--- BEGIN ---

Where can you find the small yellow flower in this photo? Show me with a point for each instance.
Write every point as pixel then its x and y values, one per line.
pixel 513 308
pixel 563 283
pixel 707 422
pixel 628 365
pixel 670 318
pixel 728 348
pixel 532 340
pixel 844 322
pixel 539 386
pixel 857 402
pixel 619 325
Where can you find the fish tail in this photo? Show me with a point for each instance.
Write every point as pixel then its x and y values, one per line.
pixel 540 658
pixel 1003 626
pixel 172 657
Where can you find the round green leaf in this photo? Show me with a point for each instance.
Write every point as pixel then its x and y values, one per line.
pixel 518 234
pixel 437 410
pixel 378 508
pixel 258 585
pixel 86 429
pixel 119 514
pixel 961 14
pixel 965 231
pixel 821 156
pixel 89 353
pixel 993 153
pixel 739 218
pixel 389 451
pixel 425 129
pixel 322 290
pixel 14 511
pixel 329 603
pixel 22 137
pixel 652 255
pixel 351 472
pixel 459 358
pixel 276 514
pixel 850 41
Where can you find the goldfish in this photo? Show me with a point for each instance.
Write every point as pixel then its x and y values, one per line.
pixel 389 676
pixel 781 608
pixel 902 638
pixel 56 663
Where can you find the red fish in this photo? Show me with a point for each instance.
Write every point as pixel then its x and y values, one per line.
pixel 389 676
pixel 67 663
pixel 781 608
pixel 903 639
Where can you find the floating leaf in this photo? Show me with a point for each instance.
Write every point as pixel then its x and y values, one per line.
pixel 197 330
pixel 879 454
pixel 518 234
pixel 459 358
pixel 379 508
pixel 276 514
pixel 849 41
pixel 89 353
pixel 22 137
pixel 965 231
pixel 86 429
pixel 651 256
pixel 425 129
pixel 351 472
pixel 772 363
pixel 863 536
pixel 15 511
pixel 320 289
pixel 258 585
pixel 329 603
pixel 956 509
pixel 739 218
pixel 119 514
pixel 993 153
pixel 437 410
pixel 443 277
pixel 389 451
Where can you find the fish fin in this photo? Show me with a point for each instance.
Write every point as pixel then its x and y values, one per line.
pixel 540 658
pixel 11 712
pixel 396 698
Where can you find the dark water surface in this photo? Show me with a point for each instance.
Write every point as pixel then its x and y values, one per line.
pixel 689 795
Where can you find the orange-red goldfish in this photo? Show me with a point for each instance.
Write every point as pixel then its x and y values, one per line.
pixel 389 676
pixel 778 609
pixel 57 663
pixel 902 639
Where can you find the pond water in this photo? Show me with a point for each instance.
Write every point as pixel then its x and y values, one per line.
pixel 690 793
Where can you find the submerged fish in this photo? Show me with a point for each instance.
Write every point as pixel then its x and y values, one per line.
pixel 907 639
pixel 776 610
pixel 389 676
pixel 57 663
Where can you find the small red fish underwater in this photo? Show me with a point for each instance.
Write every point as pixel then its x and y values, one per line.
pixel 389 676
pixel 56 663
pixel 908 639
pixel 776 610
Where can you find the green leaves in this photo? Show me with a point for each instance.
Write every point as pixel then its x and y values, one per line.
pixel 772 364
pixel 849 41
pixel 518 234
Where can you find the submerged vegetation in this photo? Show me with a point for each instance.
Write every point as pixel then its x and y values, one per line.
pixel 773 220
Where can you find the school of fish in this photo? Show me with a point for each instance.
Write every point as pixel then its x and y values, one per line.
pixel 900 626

--- END ---

EXERCISE AIM:
Recast every line of the listing above as a Markdown table with the columns Row and Text. Number the lines in order and leave out the blank ones.

SOLUTION TO THIS EXERCISE:
| Row | Text |
|---|---|
| 1 | Where can you find the small yellow flower in this photo? Show me with a point for each instance. |
| 2 | Write every point as pixel then its x and y values, one per line. |
| 3 | pixel 513 308 |
| 4 | pixel 563 283 |
| 5 | pixel 707 422 |
| 6 | pixel 628 365 |
| 7 | pixel 670 318 |
| 8 | pixel 728 348 |
| 9 | pixel 532 340 |
| 10 | pixel 844 322 |
| 11 | pixel 539 386 |
| 12 | pixel 857 402 |
| 13 | pixel 619 325 |
| 14 | Where can you find the fish tail in this photo? Show me with a point for each instance. |
| 15 | Write every point as pixel then its x and y values, one per line. |
| 16 | pixel 540 658 |
| 17 | pixel 1003 626 |
| 18 | pixel 172 657 |
| 19 | Where can you find the round green leaf in this photo? Show me with a point for each instance. |
| 20 | Write every point as pixel then its x and y values, one per line. |
| 21 | pixel 518 234 |
| 22 | pixel 437 410 |
| 23 | pixel 378 508 |
| 24 | pixel 258 585 |
| 25 | pixel 86 429 |
| 26 | pixel 119 514 |
| 27 | pixel 961 14 |
| 28 | pixel 965 231 |
| 29 | pixel 821 156 |
| 30 | pixel 89 353 |
| 31 | pixel 993 153 |
| 32 | pixel 739 218 |
| 33 | pixel 389 451 |
| 34 | pixel 425 129 |
| 35 | pixel 322 290 |
| 36 | pixel 14 511 |
| 37 | pixel 329 603 |
| 38 | pixel 22 137 |
| 39 | pixel 652 255 |
| 40 | pixel 351 472 |
| 41 | pixel 459 358 |
| 42 | pixel 276 514 |
| 43 | pixel 850 41 |
| 44 | Where can you find the goldfish in this photo? Show me with a point for each instance. |
| 45 | Write every point as pixel then its x and y values, one per line. |
| 46 | pixel 389 676 |
| 47 | pixel 781 608 |
| 48 | pixel 902 638 |
| 49 | pixel 56 663 |
| 50 | Where can you find the red fish in this photo? Show me with a point for each instance. |
| 51 | Write every point as pixel then its x and y values, one per line. |
| 52 | pixel 389 676 |
| 53 | pixel 67 663 |
| 54 | pixel 781 608 |
| 55 | pixel 903 639 |
| 56 | Where can you find the floating leaf in this photo? Show me with a point for each instance. |
| 57 | Write every point as pixel then its x and y values, one per line. |
| 58 | pixel 197 330 |
| 59 | pixel 879 454 |
| 60 | pixel 518 234 |
| 61 | pixel 459 358 |
| 62 | pixel 379 508 |
| 63 | pixel 276 514 |
| 64 | pixel 849 41 |
| 65 | pixel 89 353 |
| 66 | pixel 22 137 |
| 67 | pixel 965 231 |
| 68 | pixel 86 429 |
| 69 | pixel 651 256 |
| 70 | pixel 425 129 |
| 71 | pixel 351 472 |
| 72 | pixel 772 363 |
| 73 | pixel 863 536 |
| 74 | pixel 15 511 |
| 75 | pixel 320 289 |
| 76 | pixel 258 585 |
| 77 | pixel 329 603 |
| 78 | pixel 956 509 |
| 79 | pixel 739 218 |
| 80 | pixel 119 514 |
| 81 | pixel 993 153 |
| 82 | pixel 437 410 |
| 83 | pixel 443 277 |
| 84 | pixel 389 451 |
| 85 | Where can you find the fish fin in this photo? Show me with a point for each instance. |
| 86 | Write every point as pixel then its x and y values, one per line. |
| 87 | pixel 540 658 |
| 88 | pixel 11 712 |
| 89 | pixel 396 698 |
| 90 | Where can you find the dark water surface in this photo? Show me with a point for each instance. |
| 91 | Write every point as pixel then its x and y values, one per line. |
| 92 | pixel 689 795 |
| 93 | Where can you find the orange-red goldfish in this photo? Show me with a point for each instance. |
| 94 | Write every point as pixel then its x and y values, one per line. |
| 95 | pixel 389 676 |
| 96 | pixel 778 609 |
| 97 | pixel 57 663 |
| 98 | pixel 902 639 |
| 99 | Where can you find the pond water in this photo? Show me with a point for each instance. |
| 100 | Write every point as pixel then its x and y values, one per line. |
| 101 | pixel 690 793 |
| 102 | Where can you find the submerged fish in this photo? Show me with a point for each instance. |
| 103 | Write every point as pixel then its x and y values, one per line. |
| 104 | pixel 907 639 |
| 105 | pixel 776 610 |
| 106 | pixel 389 676 |
| 107 | pixel 57 663 |
| 108 | Where can you find the small red fish underwater in this photo? Show me with a point for each instance. |
| 109 | Write every point as pixel then its x and y values, one per line. |
| 110 | pixel 389 676 |
| 111 | pixel 56 663 |
| 112 | pixel 908 639 |
| 113 | pixel 776 610 |
| 114 | Where can you find the green leaves in this photo? Show me with a point for each instance. |
| 115 | Write every point as pixel then its x and y values, one per line. |
| 116 | pixel 772 364 |
| 117 | pixel 849 41 |
| 118 | pixel 518 234 |
| 119 | Where can you find the submerged vegetation in this photo? Show me with a point for each instance. |
| 120 | Write every point as pixel then its x and y values, one per line. |
| 121 | pixel 773 220 |
| 122 | Where can you find the school of fish in this photo? Show me with a point for each instance. |
| 123 | Write every point as pixel then its x and y values, one per line. |
| 124 | pixel 900 626 |